• _Exercise instructions_: Please find every line in the items below that contains the word "black" and copy each one out. Case counts.

○ ○ ○ ○ ○

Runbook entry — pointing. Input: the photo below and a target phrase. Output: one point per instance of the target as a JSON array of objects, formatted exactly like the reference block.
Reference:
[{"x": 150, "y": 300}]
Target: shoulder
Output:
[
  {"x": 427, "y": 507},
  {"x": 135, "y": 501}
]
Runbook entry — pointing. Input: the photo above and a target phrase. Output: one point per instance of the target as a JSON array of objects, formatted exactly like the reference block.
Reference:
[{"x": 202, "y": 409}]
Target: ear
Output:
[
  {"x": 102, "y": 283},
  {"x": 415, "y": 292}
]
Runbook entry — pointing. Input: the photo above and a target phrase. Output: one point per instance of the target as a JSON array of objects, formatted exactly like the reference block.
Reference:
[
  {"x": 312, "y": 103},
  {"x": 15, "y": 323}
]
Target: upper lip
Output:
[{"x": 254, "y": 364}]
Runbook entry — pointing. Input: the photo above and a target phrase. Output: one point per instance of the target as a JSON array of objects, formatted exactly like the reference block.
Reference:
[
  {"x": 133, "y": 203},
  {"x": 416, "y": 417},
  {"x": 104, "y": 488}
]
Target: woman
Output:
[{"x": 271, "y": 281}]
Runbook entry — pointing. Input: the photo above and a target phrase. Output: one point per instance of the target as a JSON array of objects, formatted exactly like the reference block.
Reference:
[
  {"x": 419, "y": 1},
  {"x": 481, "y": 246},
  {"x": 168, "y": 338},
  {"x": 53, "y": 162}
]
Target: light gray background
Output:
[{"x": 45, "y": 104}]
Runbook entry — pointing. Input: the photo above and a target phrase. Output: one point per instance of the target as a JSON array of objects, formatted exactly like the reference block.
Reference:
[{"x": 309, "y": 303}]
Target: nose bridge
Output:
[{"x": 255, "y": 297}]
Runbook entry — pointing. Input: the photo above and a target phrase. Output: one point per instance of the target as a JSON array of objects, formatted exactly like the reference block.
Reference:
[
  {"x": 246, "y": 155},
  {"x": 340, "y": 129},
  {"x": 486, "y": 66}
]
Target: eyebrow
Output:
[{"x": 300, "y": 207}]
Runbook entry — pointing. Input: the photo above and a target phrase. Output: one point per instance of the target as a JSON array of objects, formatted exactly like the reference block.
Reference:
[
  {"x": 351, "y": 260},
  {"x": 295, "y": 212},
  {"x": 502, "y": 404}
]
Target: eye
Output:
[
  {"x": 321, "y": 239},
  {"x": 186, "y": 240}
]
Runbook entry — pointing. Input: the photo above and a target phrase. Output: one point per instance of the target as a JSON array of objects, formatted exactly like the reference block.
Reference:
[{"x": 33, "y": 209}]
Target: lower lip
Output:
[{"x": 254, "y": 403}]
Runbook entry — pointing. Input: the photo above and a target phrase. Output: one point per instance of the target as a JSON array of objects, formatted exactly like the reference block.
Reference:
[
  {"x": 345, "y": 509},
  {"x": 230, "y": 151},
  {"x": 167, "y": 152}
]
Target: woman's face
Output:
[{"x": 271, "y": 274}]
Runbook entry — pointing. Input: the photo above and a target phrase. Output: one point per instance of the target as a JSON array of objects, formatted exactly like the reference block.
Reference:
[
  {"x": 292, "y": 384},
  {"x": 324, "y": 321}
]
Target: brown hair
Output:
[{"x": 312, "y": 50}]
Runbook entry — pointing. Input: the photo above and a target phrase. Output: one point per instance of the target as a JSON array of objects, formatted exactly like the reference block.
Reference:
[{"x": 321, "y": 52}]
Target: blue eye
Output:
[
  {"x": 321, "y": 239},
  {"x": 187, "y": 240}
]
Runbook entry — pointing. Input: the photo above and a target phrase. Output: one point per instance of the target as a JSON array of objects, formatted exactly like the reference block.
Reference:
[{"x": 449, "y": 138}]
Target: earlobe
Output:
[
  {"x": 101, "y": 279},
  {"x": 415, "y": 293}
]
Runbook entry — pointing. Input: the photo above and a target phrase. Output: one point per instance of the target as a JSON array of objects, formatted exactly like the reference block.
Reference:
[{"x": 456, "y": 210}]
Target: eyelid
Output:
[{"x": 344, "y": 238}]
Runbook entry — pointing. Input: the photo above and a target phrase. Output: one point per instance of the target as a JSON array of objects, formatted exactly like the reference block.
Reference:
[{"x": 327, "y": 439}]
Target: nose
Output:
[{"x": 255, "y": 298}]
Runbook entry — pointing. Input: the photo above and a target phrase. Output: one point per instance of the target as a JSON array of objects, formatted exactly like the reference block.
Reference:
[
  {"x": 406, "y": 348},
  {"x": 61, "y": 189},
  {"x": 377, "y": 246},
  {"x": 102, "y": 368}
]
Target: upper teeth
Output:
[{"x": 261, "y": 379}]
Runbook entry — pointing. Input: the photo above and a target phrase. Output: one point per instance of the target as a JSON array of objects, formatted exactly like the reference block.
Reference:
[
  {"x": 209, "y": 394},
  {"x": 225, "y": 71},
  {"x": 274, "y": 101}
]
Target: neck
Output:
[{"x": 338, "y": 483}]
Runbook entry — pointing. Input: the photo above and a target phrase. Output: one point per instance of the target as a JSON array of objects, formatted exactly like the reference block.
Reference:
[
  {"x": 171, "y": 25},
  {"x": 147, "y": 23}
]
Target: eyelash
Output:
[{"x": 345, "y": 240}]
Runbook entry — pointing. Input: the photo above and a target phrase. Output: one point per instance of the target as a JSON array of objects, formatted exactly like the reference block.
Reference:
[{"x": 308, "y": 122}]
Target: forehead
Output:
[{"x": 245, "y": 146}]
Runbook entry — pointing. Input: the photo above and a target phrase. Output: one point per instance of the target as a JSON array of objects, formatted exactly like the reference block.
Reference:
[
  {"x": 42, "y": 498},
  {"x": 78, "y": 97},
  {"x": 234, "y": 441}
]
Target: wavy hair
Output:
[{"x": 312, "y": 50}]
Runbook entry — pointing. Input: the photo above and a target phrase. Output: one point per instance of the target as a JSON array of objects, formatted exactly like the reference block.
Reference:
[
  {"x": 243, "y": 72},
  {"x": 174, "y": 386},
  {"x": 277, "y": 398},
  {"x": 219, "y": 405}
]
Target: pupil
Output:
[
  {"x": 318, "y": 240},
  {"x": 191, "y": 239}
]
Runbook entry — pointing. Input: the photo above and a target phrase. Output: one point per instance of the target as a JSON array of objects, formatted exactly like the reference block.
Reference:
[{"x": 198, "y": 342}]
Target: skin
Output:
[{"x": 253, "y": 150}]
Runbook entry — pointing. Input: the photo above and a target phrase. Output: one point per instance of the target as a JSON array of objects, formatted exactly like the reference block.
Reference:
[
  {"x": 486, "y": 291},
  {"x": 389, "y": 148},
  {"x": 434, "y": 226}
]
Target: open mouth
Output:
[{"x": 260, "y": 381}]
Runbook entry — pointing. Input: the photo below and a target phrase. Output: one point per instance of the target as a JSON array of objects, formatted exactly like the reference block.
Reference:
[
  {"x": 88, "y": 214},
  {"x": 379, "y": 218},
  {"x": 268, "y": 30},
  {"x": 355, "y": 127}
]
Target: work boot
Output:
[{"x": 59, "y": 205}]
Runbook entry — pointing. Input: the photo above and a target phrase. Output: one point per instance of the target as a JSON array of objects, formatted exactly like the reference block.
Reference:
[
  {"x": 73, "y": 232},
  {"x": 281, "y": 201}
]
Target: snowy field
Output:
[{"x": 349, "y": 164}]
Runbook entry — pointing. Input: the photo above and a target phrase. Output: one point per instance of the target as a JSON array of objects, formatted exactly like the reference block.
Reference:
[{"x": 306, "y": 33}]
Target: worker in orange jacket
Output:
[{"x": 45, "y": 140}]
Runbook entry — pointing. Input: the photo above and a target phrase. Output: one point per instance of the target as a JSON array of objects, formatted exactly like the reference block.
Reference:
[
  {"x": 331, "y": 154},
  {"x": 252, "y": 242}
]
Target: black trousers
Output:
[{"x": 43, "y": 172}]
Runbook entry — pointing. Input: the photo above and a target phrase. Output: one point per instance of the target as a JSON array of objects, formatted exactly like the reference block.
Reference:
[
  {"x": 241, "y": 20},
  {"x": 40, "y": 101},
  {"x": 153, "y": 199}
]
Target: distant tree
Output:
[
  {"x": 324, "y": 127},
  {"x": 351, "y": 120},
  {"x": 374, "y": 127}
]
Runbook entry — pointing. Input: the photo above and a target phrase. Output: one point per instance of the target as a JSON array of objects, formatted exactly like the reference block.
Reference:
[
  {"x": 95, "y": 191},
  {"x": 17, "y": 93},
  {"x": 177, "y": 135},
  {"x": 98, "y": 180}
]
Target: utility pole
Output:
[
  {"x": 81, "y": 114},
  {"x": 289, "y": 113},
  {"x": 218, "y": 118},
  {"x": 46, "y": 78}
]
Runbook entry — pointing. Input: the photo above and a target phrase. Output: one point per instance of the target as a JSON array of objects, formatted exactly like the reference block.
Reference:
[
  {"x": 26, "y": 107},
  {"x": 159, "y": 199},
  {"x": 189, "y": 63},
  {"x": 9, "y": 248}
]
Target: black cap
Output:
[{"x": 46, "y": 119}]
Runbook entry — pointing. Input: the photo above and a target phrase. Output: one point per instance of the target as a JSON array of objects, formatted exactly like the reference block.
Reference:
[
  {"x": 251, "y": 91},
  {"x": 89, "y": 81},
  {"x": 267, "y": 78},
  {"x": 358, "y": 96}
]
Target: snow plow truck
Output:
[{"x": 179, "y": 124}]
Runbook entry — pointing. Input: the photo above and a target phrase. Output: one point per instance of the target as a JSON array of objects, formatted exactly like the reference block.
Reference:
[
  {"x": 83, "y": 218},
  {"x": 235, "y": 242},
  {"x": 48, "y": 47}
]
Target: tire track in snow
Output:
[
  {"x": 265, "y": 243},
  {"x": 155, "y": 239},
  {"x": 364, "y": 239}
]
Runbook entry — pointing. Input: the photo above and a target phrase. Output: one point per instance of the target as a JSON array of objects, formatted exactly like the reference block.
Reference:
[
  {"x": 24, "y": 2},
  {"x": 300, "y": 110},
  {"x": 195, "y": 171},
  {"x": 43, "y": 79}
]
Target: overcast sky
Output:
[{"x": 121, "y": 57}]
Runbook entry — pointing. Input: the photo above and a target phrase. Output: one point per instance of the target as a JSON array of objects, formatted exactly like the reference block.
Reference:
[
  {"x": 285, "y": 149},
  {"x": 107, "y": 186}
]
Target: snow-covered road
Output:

○ ○ ○ ○ ○

• _Correct output_:
Target: black trousers
Target: black cap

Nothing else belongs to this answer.